(TEXT PROVIDED begins)

The query that took it down this time (based on the pid reported in the stacktrace) does indeed spin out a parallel plan, but it is a simple query.  I was surprised to see the multicorn library mentioned in this trace, it has nothing to do with the multicorn FDW installed on the system.

I've run the query several times in the last few minutes and can't get it to generate a core again.



On Sun, Jul 30, 2017 at 5:25 PM, Rick Otten <rottenwindfish@gmail.com> wrote:
Well, I'm not sure how to inspect the temp tablespace other than from the filesystem itself.  I have it configured on its own disk.  Usually the disk space ebbs and flows with query activity.  Since we've been crashing however, it never reclaims the disk that was in use just before the crash.  So our temp space 'floor" keeps getting higher and higher.

At least that is what it has been doing for the past week or two, and what it looked like this morning.  Now that the database has been back up for 8 or 9 hours following this controlled restart, I just went to look at it, and all of the temp space has been reclaimed - for the first time since the crashing started. ... Interesting...

(TEXT PROVIDED ends)
(EXTRACTED RECORDS begins)

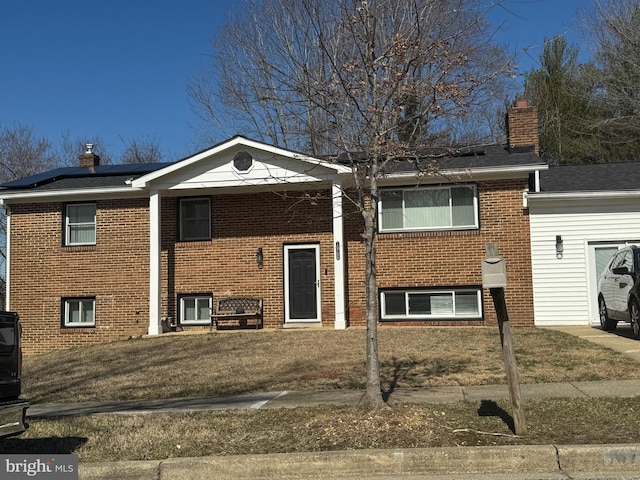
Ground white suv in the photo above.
[598,245,640,339]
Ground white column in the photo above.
[331,180,347,330]
[149,191,162,335]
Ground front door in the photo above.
[284,245,321,323]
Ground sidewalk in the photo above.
[28,326,640,480]
[27,380,640,418]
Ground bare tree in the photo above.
[121,137,164,163]
[584,0,640,161]
[188,0,510,405]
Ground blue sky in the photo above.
[0,0,587,160]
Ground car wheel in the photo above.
[629,299,640,339]
[598,297,618,332]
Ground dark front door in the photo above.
[286,245,320,322]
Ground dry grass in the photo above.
[24,327,640,403]
[0,398,640,462]
[10,328,640,462]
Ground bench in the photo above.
[211,297,262,330]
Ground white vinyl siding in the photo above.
[529,201,640,326]
[65,203,96,246]
[63,298,96,327]
[379,185,478,232]
[380,289,482,320]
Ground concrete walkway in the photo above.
[28,325,640,480]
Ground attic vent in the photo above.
[233,152,253,172]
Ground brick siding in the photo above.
[11,175,533,354]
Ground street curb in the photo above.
[79,444,640,480]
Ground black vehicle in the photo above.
[0,311,29,437]
[598,245,640,339]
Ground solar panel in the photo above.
[0,162,171,189]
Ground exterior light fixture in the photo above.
[556,235,564,258]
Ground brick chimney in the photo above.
[507,100,540,155]
[78,143,100,167]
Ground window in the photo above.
[180,197,211,242]
[380,288,482,320]
[64,203,96,246]
[62,297,96,327]
[378,185,478,232]
[179,294,212,325]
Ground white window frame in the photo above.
[380,287,482,321]
[178,293,213,325]
[178,197,211,242]
[64,202,98,247]
[62,297,96,328]
[378,184,480,233]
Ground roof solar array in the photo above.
[0,163,171,189]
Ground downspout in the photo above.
[0,199,11,310]
[149,190,162,335]
[331,179,347,330]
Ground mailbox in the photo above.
[482,257,507,288]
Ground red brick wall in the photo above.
[162,191,335,329]
[10,199,149,354]
[11,176,533,353]
[347,180,534,326]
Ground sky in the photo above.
[0,0,588,161]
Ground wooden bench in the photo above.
[211,297,262,330]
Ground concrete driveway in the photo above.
[544,323,640,362]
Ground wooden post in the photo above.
[486,243,527,435]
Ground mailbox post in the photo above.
[482,243,527,435]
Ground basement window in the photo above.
[62,297,96,328]
[380,288,482,321]
[178,293,213,325]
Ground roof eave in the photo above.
[131,136,352,188]
[527,190,640,204]
[0,186,148,205]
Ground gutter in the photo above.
[524,190,640,206]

(EXTRACTED RECORDS ends)

# EXERCISE OBJECTIVE:
In the text above about the database crashes, reproduce word for word the passage that begins at the words "The query that" and stops after the words "on the system.".

# OUTPUT OF THE EXERCISE:
The query that took it down this time (based on the pid reported in the stacktrace) does indeed spin out a parallel plan, but it is a simple query.  I was surprised to see the multicorn library mentioned in this trace, it has nothing to do with the multicorn FDW installed on the system.